The exercise: Please rewrite the entries from the line containing "Target: khaki cargo shorts" through the end, swapping "khaki" for "tan" and leaving everything else unchanged.

Data:
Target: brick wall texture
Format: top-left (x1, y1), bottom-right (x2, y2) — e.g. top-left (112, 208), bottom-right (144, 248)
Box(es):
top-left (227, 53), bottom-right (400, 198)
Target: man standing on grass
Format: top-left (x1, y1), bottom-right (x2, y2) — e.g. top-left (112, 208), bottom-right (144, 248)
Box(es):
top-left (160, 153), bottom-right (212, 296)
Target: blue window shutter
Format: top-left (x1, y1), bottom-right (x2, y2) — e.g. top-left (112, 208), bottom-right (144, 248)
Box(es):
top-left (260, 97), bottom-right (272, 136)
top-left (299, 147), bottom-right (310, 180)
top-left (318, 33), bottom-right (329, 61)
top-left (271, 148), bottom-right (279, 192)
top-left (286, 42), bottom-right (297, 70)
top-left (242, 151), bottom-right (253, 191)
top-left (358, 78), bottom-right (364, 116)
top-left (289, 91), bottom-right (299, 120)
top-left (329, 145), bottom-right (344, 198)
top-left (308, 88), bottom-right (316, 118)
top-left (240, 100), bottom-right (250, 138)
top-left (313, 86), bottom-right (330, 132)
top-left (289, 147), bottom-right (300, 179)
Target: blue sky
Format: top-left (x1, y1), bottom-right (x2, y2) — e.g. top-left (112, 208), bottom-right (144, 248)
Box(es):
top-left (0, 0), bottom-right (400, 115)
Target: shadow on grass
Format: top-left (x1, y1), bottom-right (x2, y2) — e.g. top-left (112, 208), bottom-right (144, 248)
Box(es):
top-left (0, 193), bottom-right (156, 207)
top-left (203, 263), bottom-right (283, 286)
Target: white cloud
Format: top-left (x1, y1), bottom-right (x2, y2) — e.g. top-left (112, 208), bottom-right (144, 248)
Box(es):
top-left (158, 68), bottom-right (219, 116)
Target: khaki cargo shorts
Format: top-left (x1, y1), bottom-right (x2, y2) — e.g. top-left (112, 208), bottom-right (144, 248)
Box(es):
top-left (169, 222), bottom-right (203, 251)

Task answer:
Target: tan cargo shorts
Format: top-left (x1, y1), bottom-right (x2, y2) — e.g. top-left (112, 208), bottom-right (144, 248)
Box(es):
top-left (169, 222), bottom-right (203, 251)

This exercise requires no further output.